> **Texto para análise**:

O advento da Lei Geral de Proteção de Dados (LGPD) definitivamente marcou e transformou muitas empresas nacionais, especialmente as do setor de tecnologia que desenvolvem a base para um segmento da economia que é movido por informação: o varejo. Muitos termos e práticas, até antes desconhecidos por algumas pequenas e médias companhias, ganharam destaque no processo: Proteção e Privacidade, Governança e Diferencial Competitivo.

 

Mas, afinal, o que a LGPD trouxe de positivo para elas e como se tornou um elemento impulsionador de governança e destaque sobre os concorrentes?

 

Desde a sua publicação temos visto muitas empresas iniciarem seus processos de adequação, como também algumas outras esperando para ver o que irá acontecer com o mercado. Mas, uma coisa é comum: a maioria do mercado enxergava essa adequação como um custo.

 

Dentre aquelas que iniciaram o processo de adequação, pudemos observar que um dos principais fatores que as impulsionaram foram as sanções administrativas dispostas nesta lei, tal como a multa de R$50 milhões (limitado a 2% do faturamento) por infração, assim como a suspenção ou bloqueio do tratamento e até mesmo a publicidade da infração. No universo das empresas de tecnologia, a suspensão ou bloqueio de tratamento é o equivalente a interrupção do próprio negócio!

 

Porém, apesar da vulnerabilidade sentida por conta das possíveis aplicações de sanções ter sido o elemento inicial, considerado tão somente um custo para “fugir da multa”, a busca da implantação resultou, na prática, em uma construção de processos de governança como elemento chave primordial para o verdadeiro sucesso de ajuste a essa nova legislação e, via de consequência, aumento de fidelização dos clientes.

> **Tarefa A**: De acordo com o texto sobre a LGPD, qual é o valor da multa por infração prevista nas sanções administrativas?
> **Tarefa B**: Dê prosseguimento ao texto sobre a LGPD, começando logo após a última frase apresentada.

> **Dados armazenados**:
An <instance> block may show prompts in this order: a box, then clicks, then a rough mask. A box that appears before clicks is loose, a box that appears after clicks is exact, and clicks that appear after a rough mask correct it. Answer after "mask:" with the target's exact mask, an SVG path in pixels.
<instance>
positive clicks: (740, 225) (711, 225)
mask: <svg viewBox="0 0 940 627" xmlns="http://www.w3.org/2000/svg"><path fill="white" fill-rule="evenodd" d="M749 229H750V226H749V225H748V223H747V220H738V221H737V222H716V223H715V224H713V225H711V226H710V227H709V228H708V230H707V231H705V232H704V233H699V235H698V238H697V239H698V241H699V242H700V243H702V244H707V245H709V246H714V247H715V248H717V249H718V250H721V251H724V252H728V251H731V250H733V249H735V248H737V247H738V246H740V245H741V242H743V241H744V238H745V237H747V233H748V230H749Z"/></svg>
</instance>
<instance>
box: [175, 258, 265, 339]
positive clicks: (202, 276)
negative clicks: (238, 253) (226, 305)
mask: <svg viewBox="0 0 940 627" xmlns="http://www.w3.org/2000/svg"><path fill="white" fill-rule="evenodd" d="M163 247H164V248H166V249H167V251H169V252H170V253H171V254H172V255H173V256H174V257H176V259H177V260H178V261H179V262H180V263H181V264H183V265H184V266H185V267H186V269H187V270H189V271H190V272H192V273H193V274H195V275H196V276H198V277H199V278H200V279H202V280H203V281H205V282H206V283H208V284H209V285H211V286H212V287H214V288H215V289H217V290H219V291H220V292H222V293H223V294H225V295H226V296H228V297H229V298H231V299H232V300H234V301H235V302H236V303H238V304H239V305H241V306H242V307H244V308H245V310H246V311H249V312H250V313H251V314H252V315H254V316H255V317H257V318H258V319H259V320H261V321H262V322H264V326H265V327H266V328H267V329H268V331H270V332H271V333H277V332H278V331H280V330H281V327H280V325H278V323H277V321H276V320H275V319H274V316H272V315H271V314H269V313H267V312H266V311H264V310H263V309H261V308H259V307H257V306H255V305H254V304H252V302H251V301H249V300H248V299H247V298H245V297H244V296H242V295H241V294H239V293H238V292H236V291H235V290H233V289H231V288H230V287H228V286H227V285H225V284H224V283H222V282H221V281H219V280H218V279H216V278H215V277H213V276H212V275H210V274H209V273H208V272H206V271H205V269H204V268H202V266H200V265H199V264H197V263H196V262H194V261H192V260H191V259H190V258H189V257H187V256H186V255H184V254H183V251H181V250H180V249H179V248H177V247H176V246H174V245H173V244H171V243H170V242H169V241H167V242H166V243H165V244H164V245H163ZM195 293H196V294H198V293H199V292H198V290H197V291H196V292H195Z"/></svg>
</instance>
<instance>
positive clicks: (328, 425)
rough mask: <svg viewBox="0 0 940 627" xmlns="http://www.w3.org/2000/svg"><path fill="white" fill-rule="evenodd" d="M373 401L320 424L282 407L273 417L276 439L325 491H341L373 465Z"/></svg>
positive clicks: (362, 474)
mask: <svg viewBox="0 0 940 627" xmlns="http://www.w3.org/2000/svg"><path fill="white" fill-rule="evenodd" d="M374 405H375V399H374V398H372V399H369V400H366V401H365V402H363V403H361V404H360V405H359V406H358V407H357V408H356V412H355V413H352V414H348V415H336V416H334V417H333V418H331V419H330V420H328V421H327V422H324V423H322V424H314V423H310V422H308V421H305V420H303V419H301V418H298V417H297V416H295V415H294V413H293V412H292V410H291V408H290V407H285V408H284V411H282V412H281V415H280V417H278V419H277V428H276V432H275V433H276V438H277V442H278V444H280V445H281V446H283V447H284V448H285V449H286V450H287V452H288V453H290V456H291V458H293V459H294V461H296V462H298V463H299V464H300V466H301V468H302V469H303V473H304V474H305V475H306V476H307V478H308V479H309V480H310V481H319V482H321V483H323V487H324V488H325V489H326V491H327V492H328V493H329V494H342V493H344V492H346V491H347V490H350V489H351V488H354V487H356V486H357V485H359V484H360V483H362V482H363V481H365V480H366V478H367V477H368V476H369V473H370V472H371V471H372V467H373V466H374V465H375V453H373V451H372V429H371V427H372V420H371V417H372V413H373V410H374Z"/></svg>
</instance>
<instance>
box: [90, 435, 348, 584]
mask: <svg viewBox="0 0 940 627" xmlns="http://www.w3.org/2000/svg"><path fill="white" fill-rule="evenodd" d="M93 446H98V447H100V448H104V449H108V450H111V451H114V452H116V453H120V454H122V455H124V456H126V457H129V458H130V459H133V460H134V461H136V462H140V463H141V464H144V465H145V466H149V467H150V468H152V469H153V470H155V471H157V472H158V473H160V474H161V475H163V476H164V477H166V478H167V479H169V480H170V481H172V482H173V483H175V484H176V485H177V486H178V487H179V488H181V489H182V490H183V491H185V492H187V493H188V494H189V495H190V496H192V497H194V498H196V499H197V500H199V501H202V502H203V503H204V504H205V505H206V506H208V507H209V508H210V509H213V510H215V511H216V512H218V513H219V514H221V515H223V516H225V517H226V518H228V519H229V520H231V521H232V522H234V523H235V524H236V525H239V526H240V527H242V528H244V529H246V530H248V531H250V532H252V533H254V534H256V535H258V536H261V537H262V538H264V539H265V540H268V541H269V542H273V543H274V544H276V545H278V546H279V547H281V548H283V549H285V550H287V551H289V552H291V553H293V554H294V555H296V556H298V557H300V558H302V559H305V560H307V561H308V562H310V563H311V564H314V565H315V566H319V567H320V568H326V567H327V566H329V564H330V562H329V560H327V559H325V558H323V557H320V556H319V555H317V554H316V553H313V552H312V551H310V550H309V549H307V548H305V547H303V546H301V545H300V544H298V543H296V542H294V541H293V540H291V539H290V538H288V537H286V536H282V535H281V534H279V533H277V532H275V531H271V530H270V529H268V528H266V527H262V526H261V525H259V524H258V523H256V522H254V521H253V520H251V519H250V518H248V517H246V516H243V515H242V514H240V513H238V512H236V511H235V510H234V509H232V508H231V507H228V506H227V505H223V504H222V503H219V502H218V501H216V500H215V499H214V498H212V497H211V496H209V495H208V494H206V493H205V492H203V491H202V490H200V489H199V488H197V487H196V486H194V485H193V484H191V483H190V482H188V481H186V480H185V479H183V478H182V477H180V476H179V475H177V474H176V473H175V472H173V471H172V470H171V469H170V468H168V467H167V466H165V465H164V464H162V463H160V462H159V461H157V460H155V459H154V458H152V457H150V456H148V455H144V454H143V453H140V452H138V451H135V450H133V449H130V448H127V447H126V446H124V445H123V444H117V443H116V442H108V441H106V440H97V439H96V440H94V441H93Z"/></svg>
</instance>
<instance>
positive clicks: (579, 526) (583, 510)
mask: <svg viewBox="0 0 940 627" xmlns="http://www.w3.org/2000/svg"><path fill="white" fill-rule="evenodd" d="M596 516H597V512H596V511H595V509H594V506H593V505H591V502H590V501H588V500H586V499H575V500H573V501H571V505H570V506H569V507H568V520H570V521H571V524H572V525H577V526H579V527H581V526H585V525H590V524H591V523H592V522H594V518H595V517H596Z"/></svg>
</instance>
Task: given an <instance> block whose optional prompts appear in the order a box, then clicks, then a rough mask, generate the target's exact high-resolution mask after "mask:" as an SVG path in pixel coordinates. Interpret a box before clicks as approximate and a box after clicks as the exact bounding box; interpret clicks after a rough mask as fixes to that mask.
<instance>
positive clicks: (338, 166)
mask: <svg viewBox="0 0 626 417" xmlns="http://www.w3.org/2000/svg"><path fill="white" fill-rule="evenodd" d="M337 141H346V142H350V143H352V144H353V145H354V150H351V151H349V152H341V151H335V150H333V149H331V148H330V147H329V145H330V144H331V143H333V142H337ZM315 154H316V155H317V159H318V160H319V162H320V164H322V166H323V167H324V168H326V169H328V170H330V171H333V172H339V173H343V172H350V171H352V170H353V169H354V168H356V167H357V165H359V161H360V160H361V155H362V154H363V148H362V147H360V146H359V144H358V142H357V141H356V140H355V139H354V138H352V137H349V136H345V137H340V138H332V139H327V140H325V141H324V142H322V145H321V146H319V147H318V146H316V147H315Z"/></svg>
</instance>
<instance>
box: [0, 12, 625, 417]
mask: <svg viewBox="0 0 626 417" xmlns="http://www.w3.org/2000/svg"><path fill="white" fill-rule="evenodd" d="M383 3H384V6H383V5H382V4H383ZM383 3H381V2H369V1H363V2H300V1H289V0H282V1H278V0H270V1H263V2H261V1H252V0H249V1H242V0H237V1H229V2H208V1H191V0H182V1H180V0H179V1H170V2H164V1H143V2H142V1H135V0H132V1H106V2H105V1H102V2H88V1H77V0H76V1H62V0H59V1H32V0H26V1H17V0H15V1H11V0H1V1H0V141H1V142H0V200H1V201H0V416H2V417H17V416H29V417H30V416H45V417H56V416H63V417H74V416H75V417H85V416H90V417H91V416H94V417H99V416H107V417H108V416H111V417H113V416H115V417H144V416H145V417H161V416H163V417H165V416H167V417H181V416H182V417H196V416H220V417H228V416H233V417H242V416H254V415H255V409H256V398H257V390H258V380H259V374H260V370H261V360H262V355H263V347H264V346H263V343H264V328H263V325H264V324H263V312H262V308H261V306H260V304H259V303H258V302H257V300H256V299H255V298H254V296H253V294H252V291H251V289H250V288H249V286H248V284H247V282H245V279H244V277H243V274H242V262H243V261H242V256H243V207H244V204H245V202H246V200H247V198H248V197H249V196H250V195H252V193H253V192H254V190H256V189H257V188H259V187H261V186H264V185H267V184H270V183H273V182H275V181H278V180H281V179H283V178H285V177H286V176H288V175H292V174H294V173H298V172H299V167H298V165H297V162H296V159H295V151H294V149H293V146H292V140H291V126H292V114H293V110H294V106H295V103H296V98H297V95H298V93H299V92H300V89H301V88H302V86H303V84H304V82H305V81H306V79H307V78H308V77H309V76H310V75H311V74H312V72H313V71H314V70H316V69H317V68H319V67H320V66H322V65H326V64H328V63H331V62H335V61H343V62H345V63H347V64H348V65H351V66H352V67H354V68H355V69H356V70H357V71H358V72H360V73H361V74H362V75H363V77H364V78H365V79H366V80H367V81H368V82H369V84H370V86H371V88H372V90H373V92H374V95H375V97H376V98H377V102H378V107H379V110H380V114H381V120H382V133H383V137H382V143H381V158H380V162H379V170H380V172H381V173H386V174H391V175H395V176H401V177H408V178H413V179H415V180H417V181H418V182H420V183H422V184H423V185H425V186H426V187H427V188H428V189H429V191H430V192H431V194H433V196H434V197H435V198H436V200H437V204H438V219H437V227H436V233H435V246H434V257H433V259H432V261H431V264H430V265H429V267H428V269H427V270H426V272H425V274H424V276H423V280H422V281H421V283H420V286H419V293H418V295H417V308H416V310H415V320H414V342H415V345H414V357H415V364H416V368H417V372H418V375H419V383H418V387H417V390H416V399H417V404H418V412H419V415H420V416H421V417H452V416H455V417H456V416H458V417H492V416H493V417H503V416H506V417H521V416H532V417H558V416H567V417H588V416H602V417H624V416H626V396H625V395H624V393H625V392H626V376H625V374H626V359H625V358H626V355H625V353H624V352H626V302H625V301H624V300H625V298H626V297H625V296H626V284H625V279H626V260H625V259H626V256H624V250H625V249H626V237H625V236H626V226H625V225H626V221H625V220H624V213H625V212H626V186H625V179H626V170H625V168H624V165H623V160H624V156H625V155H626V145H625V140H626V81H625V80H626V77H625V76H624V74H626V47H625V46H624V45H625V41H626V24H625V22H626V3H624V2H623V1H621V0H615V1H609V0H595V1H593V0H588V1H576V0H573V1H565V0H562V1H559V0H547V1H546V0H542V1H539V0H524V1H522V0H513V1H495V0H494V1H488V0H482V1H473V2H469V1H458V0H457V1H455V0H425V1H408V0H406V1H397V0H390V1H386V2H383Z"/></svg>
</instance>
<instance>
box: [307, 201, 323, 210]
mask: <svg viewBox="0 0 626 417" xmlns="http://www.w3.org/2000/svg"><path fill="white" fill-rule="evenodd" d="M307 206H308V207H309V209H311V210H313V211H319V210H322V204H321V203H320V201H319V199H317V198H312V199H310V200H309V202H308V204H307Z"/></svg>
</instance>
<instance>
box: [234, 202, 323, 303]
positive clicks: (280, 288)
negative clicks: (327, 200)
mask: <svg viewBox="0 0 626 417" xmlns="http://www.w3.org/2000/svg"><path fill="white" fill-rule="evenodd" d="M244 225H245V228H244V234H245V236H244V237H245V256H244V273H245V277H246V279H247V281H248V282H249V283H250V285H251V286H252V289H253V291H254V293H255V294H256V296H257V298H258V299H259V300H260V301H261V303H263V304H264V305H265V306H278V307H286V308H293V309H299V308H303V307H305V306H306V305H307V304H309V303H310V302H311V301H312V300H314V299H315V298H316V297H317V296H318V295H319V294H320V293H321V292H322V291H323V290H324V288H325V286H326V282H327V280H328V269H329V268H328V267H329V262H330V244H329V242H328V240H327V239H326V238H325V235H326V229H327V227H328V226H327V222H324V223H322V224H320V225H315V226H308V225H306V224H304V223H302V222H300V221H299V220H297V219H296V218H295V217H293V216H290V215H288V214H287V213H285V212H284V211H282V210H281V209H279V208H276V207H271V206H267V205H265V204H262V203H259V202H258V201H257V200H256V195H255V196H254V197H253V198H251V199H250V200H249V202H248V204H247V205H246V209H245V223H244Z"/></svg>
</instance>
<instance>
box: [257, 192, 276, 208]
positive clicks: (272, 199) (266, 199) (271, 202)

> **Resposta do exercício A**: R$50 milhões por infração, limitada a 2% do faturamento.

> **Resposta do exercício B**:
 

Inúmeras empresas perceberam as principais dificuldades quando iniciaram o processo de mapeamento de dados – ou seja, ao realizar a identificação sobre o ciclo de vida de um dado pessoal dentro da companhia, quem e quais eram os departamentos e colaboradores que possuíam acesso a eles, o motivo, a finalidade e o propósito desse determinado dado. Elas chegaram a rápida conclusão de que sequer havia processos de governança e organização de seus fluxos internos. Então, foi preciso que dessem “alguns passos para trás” antes de pensar na adequação à LGPD em si. Foi preciso “organizar a casa”, mapear processos e definir diretrizes, políticas, papéis e responsabilidades dentro da organização.

 

Neste sentido, a construção de programas de governança para ordenar os processos internos trouxe um nível maior de maturidade. Acompanhamos que essas empresas não esperaram a solicitação dos clientes quanto às informações sobre as medidas de proteção e privacidade advindas pela LGPD. Elas tomaram frente sobre o processo e passaram a ser àquelas que enviaram as solicitações para os ajustes que os clientes deveriam, também, observar para que a cadeia como um todo estivesse adequada.

 

Para se ter uma ideia, no início muitas empresas de tecnologia de menor porte também pensavam que uma adequação contratual com seu cliente era o suficiente para se adequar ao pedido pela Lei Geral de Proteção de Dados. Afinal, o cliente solicitava ou enviava um contrato atualizado com regras sobre a proteção de dados e esperava que a assinatura do documento fosse suficiente para trazer a noção de estar em conformidade com a nova lei.

 

No entanto, após uma análise/diagnóstico da empresa e o seu negócio, houve a constatação de que o contrato, em muitas vezes, era um dos últimos pontos a serem adequados.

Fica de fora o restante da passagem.